## Text shown
-------
The thermal model for power semiconductors devices from junction to ambient can be modeled by a series thermal resistance Rth and capacitance Cth networks [1–3]. The power loss generated on the semiconductor junction or chips ﬁrst flows through the internal thermal networks of power device to its case or base plate, and then the left power loss continues going through the attached thermal grease and heat sink until the ambient. When the loss passes though the thermal network outside power devices, the case temperature is then established; when the loss passes though the thermal network inside power devices, the junction temperature will be established based on the case temperature level.
As a study case, the power semiconductor device of IGBT module is applied in a typical three-phase DC-AC two-level voltage source converter. The rated power of converter is set as 1 MW with unit power factor, the input DC voltage is 1100 V and output line to line voltage is 690 Vrms, switching frequency of IGBT module is designed at 1950 Hz. IGBT module 5SNA1600N170100 (1600 A/1700 V) from ABB [4, 5] is chosen with enough datasheet information for thermal analysis.
-------
## Provided material
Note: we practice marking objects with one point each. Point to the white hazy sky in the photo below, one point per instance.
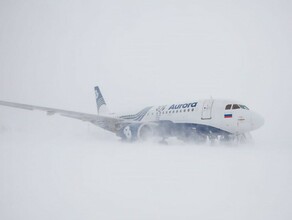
-------
## Task
Reproduce the passage on thermal modeling of power devices in full, word for word. Work only from the passage on thermal modeling of power devices and set the material aside.

## Exercise solution
The thermal model for power semiconductors devices from junction to ambient can be modeled by a series thermal resistance Rth and capacitance Cth networks [1–3]. The power loss generated on the semiconductor junction or chips ﬁrst flows through the internal thermal networks of power device to its case or base plate, and then the left power loss continues going through the attached thermal grease and heat sink until the ambient. When the loss passes though the thermal network outside power devices, the case temperature is then established; when the loss passes though the thermal network inside power devices, the junction temperature will be established based on the case temperature level.
As a study case, the power semiconductor device of IGBT module is applied in a typical three-phase DC-AC two-level voltage source converter. The rated power of converter is set as 1 MW with unit power factor, the input DC voltage is 1100 V and output line to line voltage is 690 Vrms, switching frequency of IGBT module is designed at 1950 Hz. IGBT module 5SNA1600N170100 (1600 A/1700 V) from ABB [4, 5] is chosen with enough datasheet information for thermal analysis.